RECORDS FOR PROCESSING:

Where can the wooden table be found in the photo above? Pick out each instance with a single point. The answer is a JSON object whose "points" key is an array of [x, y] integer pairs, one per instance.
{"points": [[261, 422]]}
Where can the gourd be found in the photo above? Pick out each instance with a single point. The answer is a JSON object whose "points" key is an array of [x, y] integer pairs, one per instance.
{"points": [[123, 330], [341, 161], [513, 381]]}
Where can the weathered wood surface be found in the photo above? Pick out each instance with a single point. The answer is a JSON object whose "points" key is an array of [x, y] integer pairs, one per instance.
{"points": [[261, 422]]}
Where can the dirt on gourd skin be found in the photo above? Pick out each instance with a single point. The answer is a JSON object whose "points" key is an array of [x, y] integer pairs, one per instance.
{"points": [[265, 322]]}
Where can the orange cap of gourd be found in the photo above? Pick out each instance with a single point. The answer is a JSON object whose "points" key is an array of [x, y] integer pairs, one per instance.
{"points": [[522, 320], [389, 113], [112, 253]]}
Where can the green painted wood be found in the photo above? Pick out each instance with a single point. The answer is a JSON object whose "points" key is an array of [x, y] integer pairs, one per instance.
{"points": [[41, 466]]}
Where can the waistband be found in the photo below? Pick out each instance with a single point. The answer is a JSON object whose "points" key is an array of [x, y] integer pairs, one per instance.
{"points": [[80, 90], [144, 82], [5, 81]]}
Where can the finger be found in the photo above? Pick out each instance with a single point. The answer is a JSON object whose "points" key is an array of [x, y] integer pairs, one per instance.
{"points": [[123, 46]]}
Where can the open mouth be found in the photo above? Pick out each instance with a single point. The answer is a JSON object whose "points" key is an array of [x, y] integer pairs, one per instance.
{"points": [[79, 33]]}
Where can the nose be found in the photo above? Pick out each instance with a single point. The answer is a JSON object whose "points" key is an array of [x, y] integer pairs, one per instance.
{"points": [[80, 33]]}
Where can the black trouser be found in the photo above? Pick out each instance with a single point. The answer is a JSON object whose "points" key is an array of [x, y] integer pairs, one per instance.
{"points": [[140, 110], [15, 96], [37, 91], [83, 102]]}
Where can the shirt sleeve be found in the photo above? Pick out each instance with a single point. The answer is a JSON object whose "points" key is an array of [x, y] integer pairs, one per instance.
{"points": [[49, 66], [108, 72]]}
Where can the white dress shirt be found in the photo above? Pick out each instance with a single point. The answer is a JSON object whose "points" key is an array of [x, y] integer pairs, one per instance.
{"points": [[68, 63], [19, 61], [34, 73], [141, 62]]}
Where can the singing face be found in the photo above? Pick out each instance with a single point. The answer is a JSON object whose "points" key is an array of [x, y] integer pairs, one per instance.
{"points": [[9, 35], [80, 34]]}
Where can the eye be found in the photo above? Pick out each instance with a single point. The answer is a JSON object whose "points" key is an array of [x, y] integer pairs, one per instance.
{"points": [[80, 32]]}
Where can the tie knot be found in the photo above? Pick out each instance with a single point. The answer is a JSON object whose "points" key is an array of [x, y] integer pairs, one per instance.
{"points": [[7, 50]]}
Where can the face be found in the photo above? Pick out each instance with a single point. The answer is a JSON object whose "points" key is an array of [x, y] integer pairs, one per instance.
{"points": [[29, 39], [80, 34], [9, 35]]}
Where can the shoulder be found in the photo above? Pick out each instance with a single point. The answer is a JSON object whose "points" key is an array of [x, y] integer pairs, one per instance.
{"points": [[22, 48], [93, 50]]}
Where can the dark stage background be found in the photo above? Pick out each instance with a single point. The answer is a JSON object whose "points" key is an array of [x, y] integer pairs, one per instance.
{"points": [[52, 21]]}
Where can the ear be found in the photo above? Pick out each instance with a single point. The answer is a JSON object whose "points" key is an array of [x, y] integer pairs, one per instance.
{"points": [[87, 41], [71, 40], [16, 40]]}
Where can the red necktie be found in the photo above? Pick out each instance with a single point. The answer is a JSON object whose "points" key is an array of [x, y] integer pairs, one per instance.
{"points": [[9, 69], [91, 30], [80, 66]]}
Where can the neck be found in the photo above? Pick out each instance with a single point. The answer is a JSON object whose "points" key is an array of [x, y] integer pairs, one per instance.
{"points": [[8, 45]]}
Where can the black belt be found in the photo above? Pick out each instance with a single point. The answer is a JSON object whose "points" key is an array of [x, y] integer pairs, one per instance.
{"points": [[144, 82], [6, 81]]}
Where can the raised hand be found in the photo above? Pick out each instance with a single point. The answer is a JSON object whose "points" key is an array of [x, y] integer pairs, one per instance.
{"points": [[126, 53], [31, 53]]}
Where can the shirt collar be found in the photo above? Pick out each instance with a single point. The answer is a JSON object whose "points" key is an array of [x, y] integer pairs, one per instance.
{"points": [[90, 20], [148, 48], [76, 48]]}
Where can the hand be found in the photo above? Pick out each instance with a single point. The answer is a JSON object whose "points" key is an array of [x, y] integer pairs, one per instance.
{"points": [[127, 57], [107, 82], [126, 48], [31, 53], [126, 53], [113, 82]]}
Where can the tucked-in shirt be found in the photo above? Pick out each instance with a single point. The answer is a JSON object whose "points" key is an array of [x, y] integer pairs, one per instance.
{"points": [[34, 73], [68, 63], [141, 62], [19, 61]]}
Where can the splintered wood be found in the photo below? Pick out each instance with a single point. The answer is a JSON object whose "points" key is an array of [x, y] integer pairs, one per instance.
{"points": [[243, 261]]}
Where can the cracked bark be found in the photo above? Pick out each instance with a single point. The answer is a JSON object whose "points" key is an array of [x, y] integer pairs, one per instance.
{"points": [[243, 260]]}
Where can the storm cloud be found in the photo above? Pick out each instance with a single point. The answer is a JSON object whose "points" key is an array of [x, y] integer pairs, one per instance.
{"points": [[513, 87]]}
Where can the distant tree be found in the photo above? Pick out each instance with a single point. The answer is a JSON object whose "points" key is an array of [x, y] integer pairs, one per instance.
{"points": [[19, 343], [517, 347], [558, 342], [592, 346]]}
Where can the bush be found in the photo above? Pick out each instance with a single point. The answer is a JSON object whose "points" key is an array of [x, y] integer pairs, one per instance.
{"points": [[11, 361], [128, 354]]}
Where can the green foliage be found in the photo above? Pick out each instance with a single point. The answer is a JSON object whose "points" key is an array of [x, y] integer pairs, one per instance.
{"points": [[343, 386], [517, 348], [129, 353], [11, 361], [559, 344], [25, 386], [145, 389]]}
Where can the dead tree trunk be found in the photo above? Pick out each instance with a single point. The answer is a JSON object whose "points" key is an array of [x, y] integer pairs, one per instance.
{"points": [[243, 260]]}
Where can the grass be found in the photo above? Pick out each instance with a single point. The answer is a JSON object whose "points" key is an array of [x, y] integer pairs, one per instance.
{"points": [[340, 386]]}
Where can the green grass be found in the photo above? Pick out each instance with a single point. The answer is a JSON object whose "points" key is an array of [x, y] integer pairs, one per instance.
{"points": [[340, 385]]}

ACTIVITY: The line containing "Where can the green grass" and each line after it through the end of the listing above must be printed exactly, with nothing added.

ANSWER TO THIS EXERCISE:
Where can the green grass be found in the photo above? Pick out each instance with a single point. The answer is a JSON object whose "points" key is an array of [x, y] integer pairs, one per instance.
{"points": [[340, 385]]}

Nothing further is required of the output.